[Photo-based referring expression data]
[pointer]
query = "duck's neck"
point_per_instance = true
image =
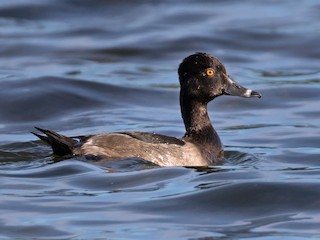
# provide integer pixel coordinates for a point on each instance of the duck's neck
(197, 122)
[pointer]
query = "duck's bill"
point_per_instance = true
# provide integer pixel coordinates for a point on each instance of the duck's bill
(235, 89)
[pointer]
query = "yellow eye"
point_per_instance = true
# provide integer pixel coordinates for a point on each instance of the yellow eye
(210, 72)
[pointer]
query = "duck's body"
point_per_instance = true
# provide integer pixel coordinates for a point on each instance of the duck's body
(202, 78)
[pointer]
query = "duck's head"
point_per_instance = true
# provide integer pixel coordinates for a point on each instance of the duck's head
(203, 77)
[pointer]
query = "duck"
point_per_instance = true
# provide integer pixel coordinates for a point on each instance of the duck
(202, 78)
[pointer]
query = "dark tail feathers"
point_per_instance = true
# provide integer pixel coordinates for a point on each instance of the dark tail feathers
(61, 145)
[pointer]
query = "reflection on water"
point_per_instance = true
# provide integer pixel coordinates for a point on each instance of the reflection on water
(82, 68)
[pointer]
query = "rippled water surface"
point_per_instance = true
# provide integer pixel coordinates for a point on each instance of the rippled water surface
(82, 67)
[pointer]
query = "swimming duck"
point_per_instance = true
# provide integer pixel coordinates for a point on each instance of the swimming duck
(202, 78)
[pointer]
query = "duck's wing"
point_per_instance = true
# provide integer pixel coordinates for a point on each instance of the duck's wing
(154, 138)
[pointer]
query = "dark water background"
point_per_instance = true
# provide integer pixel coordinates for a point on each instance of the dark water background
(81, 67)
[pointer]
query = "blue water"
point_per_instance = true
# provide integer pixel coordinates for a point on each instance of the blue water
(81, 67)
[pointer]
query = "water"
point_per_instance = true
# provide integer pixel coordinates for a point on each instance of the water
(82, 67)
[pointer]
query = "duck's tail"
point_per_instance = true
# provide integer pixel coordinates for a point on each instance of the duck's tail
(61, 145)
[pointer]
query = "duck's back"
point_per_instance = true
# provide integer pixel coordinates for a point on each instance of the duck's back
(156, 148)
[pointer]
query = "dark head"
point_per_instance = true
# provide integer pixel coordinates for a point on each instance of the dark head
(203, 77)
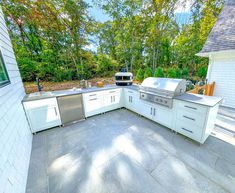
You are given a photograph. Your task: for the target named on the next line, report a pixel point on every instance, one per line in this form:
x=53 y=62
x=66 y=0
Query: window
x=4 y=78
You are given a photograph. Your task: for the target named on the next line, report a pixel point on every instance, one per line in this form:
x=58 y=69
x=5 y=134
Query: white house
x=220 y=48
x=15 y=134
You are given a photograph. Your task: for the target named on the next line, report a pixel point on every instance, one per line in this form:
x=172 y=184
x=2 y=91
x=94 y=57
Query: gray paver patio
x=121 y=152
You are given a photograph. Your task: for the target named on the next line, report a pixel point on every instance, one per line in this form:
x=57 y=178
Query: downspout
x=208 y=75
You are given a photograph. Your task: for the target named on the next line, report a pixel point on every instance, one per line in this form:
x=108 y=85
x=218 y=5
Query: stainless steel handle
x=187 y=130
x=55 y=111
x=93 y=99
x=189 y=118
x=190 y=107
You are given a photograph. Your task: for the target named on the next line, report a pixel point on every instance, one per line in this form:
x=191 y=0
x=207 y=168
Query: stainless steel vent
x=162 y=90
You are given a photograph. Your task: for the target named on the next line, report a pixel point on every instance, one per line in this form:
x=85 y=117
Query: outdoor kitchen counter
x=52 y=94
x=199 y=99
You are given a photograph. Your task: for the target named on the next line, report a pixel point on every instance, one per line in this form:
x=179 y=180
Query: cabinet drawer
x=191 y=118
x=112 y=92
x=40 y=103
x=92 y=96
x=191 y=131
x=191 y=107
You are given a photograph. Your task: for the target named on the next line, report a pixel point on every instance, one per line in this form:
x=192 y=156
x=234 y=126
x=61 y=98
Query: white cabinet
x=132 y=100
x=112 y=99
x=102 y=101
x=42 y=114
x=157 y=113
x=164 y=115
x=93 y=103
x=194 y=120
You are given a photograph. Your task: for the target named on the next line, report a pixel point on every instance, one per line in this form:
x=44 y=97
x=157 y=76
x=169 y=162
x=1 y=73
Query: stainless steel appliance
x=162 y=90
x=71 y=108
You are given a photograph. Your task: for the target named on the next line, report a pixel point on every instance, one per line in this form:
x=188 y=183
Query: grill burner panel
x=162 y=90
x=165 y=101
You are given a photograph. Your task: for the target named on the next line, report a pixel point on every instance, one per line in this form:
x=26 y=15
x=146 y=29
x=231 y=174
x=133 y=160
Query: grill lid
x=165 y=86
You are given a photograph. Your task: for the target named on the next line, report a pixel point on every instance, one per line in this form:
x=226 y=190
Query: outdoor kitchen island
x=191 y=115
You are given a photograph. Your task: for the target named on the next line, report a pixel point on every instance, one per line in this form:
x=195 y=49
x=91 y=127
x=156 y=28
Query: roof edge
x=220 y=52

▶ **Task directions**: Please repeat each line from the one with "Query: grill lid" through the last line of the data above, and add nothing.

▶ **Completed exercise**:
Query: grill lid
x=165 y=86
You are given a photograph. Your task: for the target named on the next line, report a pixel point on every instance, one per line in this form:
x=226 y=190
Query: outdoor kitchen island
x=191 y=115
You are given a photograph. Your task: for the target named on the next line, report a pixel point on every instance, one per line in this form:
x=195 y=49
x=91 y=127
x=156 y=28
Query: roof edge
x=220 y=52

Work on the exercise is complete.